Location labeling lines:
-- begin --

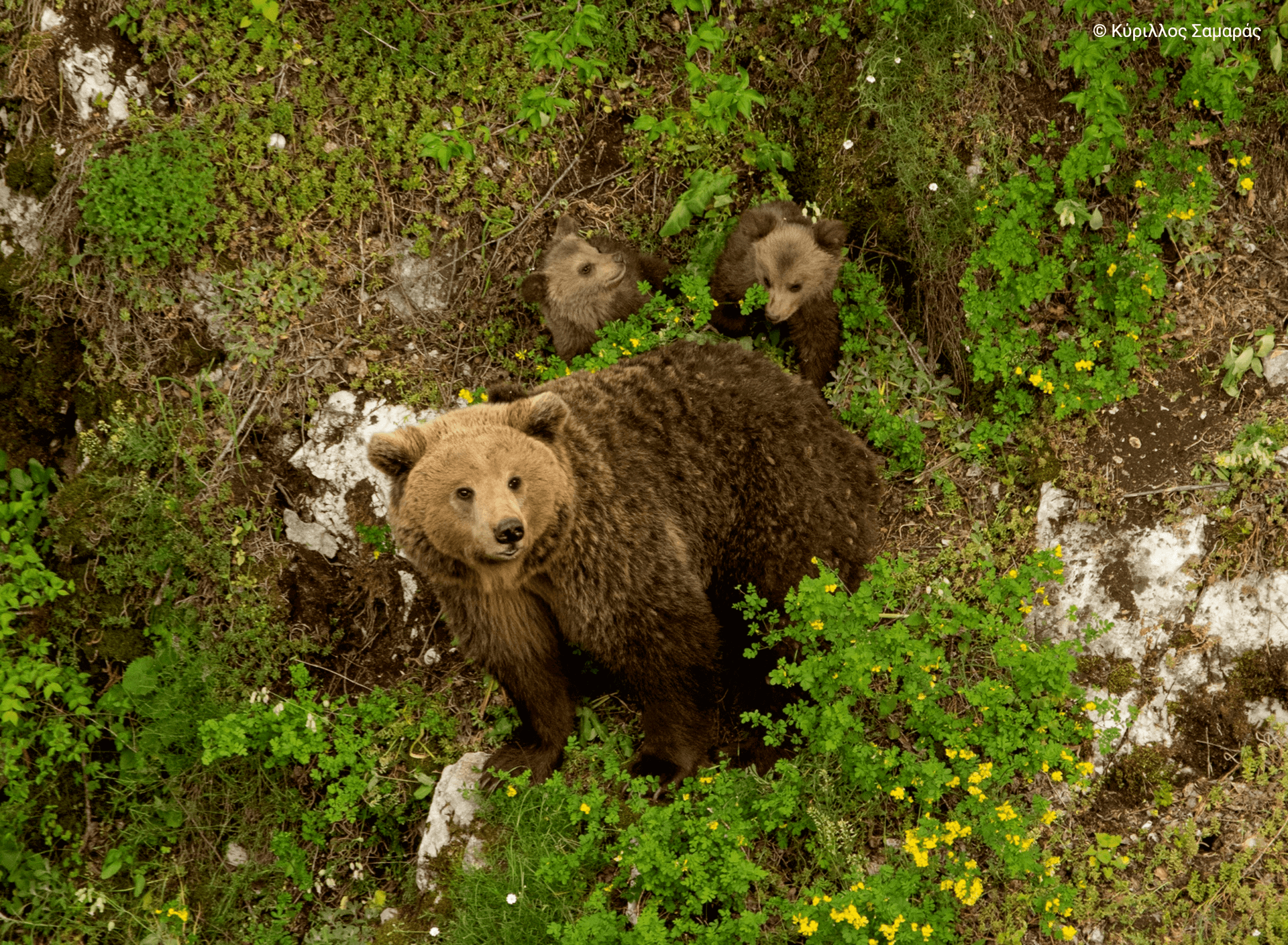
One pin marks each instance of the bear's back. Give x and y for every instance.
(749, 459)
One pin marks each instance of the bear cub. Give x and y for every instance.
(619, 512)
(584, 285)
(798, 262)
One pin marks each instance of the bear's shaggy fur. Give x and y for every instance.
(584, 285)
(798, 262)
(619, 512)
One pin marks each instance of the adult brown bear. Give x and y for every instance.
(798, 262)
(584, 285)
(619, 512)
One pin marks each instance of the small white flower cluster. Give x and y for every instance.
(97, 901)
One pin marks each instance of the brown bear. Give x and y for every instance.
(584, 285)
(798, 262)
(619, 512)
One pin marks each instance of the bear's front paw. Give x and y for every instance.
(512, 759)
(669, 771)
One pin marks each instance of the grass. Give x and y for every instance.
(414, 131)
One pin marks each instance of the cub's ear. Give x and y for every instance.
(830, 235)
(394, 453)
(759, 222)
(541, 416)
(505, 392)
(535, 288)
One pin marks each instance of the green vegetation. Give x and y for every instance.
(209, 736)
(150, 201)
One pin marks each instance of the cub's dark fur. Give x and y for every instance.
(798, 262)
(584, 285)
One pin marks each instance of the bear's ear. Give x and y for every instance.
(830, 235)
(566, 227)
(394, 453)
(759, 222)
(535, 288)
(506, 392)
(543, 416)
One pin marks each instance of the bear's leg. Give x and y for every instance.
(529, 663)
(816, 331)
(728, 320)
(678, 701)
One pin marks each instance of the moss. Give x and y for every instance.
(1142, 774)
(32, 169)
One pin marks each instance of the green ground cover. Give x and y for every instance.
(1022, 196)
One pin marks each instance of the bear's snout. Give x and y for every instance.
(508, 532)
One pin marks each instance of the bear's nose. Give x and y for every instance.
(509, 532)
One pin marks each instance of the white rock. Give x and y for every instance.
(337, 453)
(450, 809)
(88, 80)
(415, 285)
(1277, 368)
(473, 858)
(23, 215)
(1135, 577)
(311, 535)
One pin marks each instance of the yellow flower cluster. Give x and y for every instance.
(893, 929)
(849, 914)
(805, 925)
(967, 893)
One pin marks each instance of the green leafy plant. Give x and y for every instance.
(378, 537)
(151, 201)
(910, 725)
(1237, 364)
(1254, 448)
(445, 147)
(706, 191)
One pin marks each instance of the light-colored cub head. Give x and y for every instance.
(796, 262)
(575, 276)
(481, 486)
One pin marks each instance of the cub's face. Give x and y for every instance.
(792, 266)
(481, 486)
(576, 270)
(575, 276)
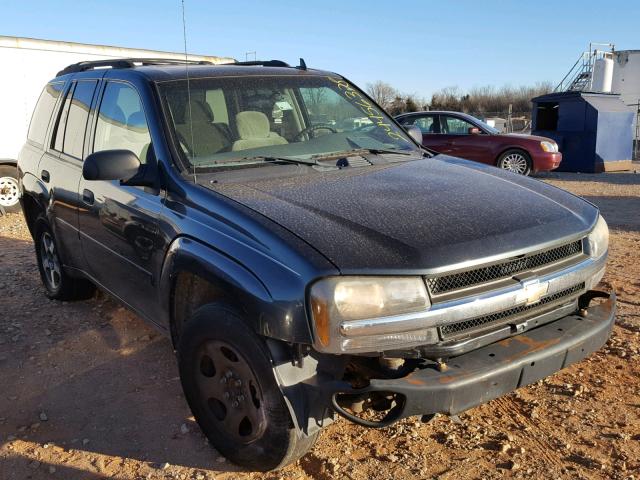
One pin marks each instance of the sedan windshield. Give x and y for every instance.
(227, 121)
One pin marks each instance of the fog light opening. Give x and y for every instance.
(371, 409)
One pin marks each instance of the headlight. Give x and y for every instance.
(599, 238)
(337, 300)
(551, 147)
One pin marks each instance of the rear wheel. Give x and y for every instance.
(57, 283)
(515, 161)
(9, 189)
(227, 378)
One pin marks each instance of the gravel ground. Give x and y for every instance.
(89, 391)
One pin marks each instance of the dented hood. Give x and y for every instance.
(415, 216)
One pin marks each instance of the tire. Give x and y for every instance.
(515, 161)
(226, 375)
(9, 189)
(57, 283)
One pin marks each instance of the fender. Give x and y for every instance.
(245, 289)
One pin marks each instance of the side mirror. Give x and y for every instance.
(415, 133)
(111, 165)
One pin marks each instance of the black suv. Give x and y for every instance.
(306, 255)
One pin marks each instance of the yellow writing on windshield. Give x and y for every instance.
(369, 109)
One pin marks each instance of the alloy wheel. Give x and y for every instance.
(231, 392)
(9, 191)
(516, 163)
(50, 261)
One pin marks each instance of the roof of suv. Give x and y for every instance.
(161, 70)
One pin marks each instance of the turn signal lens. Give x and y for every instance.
(551, 147)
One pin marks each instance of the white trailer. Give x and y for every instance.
(27, 65)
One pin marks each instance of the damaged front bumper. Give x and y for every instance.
(488, 372)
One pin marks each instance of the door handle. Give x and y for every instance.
(87, 197)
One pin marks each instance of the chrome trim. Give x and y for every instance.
(588, 271)
(498, 332)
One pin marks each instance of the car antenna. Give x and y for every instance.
(186, 68)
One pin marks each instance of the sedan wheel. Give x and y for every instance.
(515, 161)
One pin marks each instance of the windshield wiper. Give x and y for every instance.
(267, 158)
(360, 151)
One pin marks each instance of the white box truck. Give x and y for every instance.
(27, 65)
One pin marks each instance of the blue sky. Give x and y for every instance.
(417, 46)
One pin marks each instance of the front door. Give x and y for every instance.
(464, 143)
(118, 225)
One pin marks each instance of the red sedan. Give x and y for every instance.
(461, 135)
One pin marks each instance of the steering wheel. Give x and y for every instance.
(312, 128)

-- end --

Present all of the lines above as a two-column CSV with the headers "label_text" and "points". Each line asking for x and y gets one row: that line in the first field and every coordinate pair listed under it in the second. Quote each field, replace line breaks with spaces, and leave out the pictures.

**Result of the exercise**
label_text,points
"One pin marks each instance of the bear's back. Give x and y for every instance.","(749, 459)"
"One pin marks each instance of the bear cub. Give x and y for every instance.","(619, 512) (584, 285) (798, 262)"
"One pin marks each instance of the bear's shaggy fur. Give x and y for every instance.","(584, 285) (798, 262) (619, 512)"
"One pin marks each instance of the adult brown bear. Give x and y for every instance.","(798, 262) (584, 285) (619, 512)"
"One pin marks each instance of the small white flower cluster. Give x and y for every instance.","(97, 901)"
"One pin marks each instance of the brown bear. Give x and y for every instance.","(584, 285) (798, 262) (619, 512)"
"One pin marks each instance of the bear's front paw. Give x and y for every instance.","(512, 759) (669, 771)"
"One pin marks each instance of the grass. Give x and y for every instance.","(414, 131)"
"One pin marks each instance of the cub's ear. Give x and y for every instance.","(830, 235) (394, 453) (759, 222) (541, 416) (505, 392) (535, 288)"
"One pin marks each instance of the green vegetation. Give x and y for every instance.","(209, 736) (150, 201)"
"One pin marks each instance of the cub's dark fur. Give x and y for every instance.","(798, 262) (584, 285)"
"One pin marks each instance of the bear's ear. Give x and y for every instance.","(830, 235) (566, 227) (394, 453) (759, 222) (535, 288) (506, 392) (543, 416)"
"One pin marks each instance of the bear's leg. Give x and y for every instance.","(529, 663) (816, 331) (728, 320) (678, 701)"
"One pin marks each instance of the moss. Give x and y for every instance.","(1142, 774) (32, 169)"
"One pin marks each instance of the green ground cover. Give x and y for every instance.","(1022, 196)"
"One pin marks each instance of the bear's snout. Give x and y for every instance.","(508, 532)"
"One pin marks each instance of the bear's nose. Give x and y for every instance.","(509, 532)"
"One pin marks each instance of the white rock. Give x and y for every instance.","(337, 453) (450, 809) (88, 80) (415, 285) (1277, 368) (473, 858) (23, 215) (1135, 577) (311, 535)"
"One pin marks each instance of the yellow flower cluster. Give x and y for every instance.","(893, 929) (849, 914) (805, 925) (967, 893)"
"One pin marks each instance of the green leafy plant. Give x and y for every instance.","(378, 537) (151, 201) (910, 725) (1237, 364) (1254, 448) (445, 147) (706, 191)"
"One pin marks each instance of the light-colored cub head. Give x and y for every instance.","(796, 262) (575, 276) (481, 486)"
"One pin marks each instance of the cub's face. Give x and y for every instance.","(792, 266) (481, 486) (576, 270) (575, 276)"
"One pin marks each instance of the sedan windshield. Give x and y for every instance.","(227, 121)"
"One pin marks each instance of the fog light opening. Give x and y for every instance.","(371, 409)"
"One pin marks each instance of the headlight. Give x and y for every instance.","(599, 238) (337, 300) (551, 147)"
"One pin marks each instance of the rear wheel. Give x and y for every instance.","(57, 283) (515, 161) (9, 189) (227, 378)"
"One pin marks each instance of the gravel ground. Give x and y for every instance.","(89, 391)"
"One pin marks each instance of the dented hood. Give x and y for every instance.","(415, 216)"
"One pin marks each instance of the tire. Give x and y for every instance.","(515, 161) (226, 375) (9, 189) (57, 283)"
"One pin marks each instance of the fender. Give x and y for every instance.","(245, 289)"
"One pin marks each instance of the side mirror. Give x and y for every instance.","(415, 133) (111, 165)"
"One pin marks each instance of the black suv. Give x and y for every instance.","(306, 255)"
"One pin marks each instance of the yellow writing on windshield. Give x and y for every instance.","(369, 109)"
"One pin marks each instance of the alloy wheel. Give x and y for every instance.","(231, 392) (9, 191) (516, 163) (50, 261)"
"One pin marks each instance of the roof of suv. Give x and y for every instance.","(161, 70)"
"One pin marks each instance of the turn signal lens. Give x and y for every instance.","(551, 147)"
"One pin marks each instance of the white trailer. Give x and y for every instance.","(27, 65)"
"One pin marks each instance of the damaged front bumper. Give x and y for every instance.","(488, 372)"
"One pin marks each instance of the door handle. Give x and y for every instance.","(87, 197)"
"One pin marks each instance of the chrome trim. Give x and y for every instance.","(588, 271) (498, 332)"
"One pin marks each instance of the car antenna. Give x and y for every instance.","(186, 68)"
"One pin marks each instance of the sedan wheel. Give x and y for every instance.","(515, 161)"
"One pin marks each instance of the windshield wiper. Give x and y for every instance.","(267, 158) (360, 151)"
"One pin marks each instance of the white box truck. Give x and y for every instance.","(27, 65)"
"One pin marks each instance of the blue sky. Give x and y for every instance.","(417, 46)"
"One pin marks each instance of the front door. Give x and y for every instance.","(464, 143) (118, 225)"
"One pin marks each instance of the red sedan. Give x and y for every instance.","(461, 135)"
"One pin marks each instance of the steering wheel. Give x and y for every instance.","(312, 128)"